**Text:**
The wai, the polite gesture Thais use for greetings, farewells, prayers and even apologies, dates back to the 12th century, where both hands clasped together in front proved that you weren’t holding a weapon. That’s the folklore anyway.

Recently, the greeting has increased in general popularity around the world as a anti-Covid ‘safe’ replacement for the western handshake. So, how, when and with whom should you wai? Here’s a few easy tips to learn how to wai. Today Som teaches us some of the basics of the lovely Thai ‘wai’ (pronounced ‘why’).

As a foreigner you don’t look Thai, dress Thai and you probably can’t eat full-strength Thai curry either. So this means you’re exempt from Thailand’s most nuanced courtesies. There’s a lot of subtlety in the Thai wai so, chances are, you’re not going to get it right. But your best efforts will be appreciated.

**Records provided:**
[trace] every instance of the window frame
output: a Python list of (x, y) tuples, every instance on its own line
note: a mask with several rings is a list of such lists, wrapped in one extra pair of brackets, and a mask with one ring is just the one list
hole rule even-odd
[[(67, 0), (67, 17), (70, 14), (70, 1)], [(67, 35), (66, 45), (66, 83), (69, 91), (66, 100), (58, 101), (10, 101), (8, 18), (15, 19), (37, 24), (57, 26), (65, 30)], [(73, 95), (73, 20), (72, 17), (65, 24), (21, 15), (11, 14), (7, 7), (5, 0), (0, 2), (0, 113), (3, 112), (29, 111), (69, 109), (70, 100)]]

**Aim of the exercise:**
Could you continue the text on the Thai wai greeting, picking up right after its final sentence?

**Response to this task:**
How to wai when you’re uncertain? At a minimum, when someone wais to you, return the gesture with a kind smile and an acknowledging nod. In restaurants and shops: You’ll often receive a wai from shop and restaurant staff. It’s not necessary to wai in return to anyone providing you with a service of this nature. Instead, a nice (grateful) smile is plenty. To children / those younger than you:

Also, there’s no need to wai to a child or anyone who’s clearly younger than you – so, baby boomers, you’re increasingly in the clear! The wai is a mark of respect to elders.